→ **Task goal**
Report each line of the listing below that contains the string "stone", treating uppercase and lowercase letters as different.

## begin

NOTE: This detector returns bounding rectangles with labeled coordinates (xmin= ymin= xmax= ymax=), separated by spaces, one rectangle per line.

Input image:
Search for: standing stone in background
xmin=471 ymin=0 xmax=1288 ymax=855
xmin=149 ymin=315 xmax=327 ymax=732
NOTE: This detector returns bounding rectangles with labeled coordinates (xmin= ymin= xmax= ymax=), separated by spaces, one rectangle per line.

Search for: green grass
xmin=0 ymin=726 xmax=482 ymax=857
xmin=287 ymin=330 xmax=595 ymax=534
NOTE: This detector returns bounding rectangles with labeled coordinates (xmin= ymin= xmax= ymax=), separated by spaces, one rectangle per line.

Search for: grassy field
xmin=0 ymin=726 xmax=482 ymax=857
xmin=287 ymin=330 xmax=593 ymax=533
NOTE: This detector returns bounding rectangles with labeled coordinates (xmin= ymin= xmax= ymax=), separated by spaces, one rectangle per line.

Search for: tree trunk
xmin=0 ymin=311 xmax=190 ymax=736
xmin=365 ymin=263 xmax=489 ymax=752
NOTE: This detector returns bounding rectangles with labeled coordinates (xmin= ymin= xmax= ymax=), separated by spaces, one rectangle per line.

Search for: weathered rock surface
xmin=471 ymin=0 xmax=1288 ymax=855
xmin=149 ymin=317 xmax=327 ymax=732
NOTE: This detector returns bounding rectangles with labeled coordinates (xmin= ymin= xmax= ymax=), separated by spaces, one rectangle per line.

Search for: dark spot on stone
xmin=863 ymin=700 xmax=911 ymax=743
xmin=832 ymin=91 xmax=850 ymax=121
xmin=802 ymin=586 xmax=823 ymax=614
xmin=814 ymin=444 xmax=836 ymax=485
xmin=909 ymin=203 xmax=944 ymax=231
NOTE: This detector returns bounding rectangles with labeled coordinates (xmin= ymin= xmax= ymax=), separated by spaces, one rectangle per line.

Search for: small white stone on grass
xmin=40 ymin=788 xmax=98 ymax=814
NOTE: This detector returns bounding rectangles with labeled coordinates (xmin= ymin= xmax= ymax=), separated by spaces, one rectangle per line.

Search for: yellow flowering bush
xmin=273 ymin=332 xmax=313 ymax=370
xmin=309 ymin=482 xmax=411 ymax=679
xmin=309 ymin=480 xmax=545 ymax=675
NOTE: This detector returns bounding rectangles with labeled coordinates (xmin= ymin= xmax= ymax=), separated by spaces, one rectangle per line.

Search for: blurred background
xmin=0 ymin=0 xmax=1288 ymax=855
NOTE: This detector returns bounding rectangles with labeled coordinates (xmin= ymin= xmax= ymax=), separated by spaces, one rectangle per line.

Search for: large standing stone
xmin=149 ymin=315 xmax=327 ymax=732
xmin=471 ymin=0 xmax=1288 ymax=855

## end

→ **Right answer**
Search for: standing stone in background
Search for: dark spot on stone
Search for: small white stone on grass
Search for: large standing stone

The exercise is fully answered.